:: Direction ::
Rewrite as a numbered list only the lines of the material below between the line containing "Look at the photo above. For each instance of the stainless" and the line containing "pixel 217 202", inclusive, omitting any blank lines.
★ ★ ★ ★ ★
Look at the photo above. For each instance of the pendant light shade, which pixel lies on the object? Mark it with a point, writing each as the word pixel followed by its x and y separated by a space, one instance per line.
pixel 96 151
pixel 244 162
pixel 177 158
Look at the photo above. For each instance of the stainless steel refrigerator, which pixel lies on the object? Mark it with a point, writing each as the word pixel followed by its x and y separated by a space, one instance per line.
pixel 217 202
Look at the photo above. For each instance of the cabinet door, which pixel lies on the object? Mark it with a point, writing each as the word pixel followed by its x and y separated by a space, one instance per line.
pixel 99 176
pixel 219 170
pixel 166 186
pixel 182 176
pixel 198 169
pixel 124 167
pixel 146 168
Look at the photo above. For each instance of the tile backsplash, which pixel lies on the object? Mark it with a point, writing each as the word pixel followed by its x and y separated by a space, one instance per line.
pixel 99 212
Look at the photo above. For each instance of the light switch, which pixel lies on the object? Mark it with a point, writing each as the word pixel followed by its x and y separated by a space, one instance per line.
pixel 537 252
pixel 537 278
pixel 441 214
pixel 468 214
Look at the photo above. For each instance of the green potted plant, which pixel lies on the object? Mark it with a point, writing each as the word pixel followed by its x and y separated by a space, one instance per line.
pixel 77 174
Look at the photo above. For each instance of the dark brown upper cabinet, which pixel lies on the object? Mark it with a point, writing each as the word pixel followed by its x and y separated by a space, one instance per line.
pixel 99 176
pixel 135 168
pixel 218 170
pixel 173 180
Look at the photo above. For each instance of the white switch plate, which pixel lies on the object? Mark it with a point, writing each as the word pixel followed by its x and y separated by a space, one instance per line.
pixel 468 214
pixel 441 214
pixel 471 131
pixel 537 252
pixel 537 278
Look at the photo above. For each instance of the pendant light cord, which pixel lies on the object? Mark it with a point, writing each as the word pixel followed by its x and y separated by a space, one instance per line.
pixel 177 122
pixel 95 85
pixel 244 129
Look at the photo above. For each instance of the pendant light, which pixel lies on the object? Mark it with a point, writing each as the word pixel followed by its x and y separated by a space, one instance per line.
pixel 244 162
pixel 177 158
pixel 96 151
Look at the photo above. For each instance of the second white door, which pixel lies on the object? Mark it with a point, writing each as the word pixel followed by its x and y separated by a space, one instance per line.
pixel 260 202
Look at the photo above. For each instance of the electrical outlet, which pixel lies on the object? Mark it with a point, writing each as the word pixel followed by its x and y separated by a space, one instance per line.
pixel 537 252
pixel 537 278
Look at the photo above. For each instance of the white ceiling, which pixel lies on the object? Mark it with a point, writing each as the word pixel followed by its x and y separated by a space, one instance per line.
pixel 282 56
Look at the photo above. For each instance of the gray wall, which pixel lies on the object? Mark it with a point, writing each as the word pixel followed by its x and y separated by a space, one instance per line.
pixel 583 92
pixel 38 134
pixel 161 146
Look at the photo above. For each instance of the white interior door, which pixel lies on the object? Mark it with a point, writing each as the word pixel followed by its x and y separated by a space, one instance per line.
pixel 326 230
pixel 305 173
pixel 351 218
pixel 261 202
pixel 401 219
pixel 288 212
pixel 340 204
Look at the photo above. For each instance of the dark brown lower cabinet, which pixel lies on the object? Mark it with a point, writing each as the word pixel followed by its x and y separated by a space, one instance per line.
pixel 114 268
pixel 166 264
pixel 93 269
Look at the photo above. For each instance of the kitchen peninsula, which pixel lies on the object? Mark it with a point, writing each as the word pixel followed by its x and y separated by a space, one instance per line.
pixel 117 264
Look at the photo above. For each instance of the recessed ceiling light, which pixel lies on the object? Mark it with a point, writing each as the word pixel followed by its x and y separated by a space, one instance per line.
★ ★ ★ ★ ★
:: Written reply ::
1. Look at the photo above. For each instance of the stainless steel refrigerator, which pixel lies on the object? Mark it with a point, writing each as the word pixel followed by its x and y separated by a space, one instance per line.
2. pixel 217 202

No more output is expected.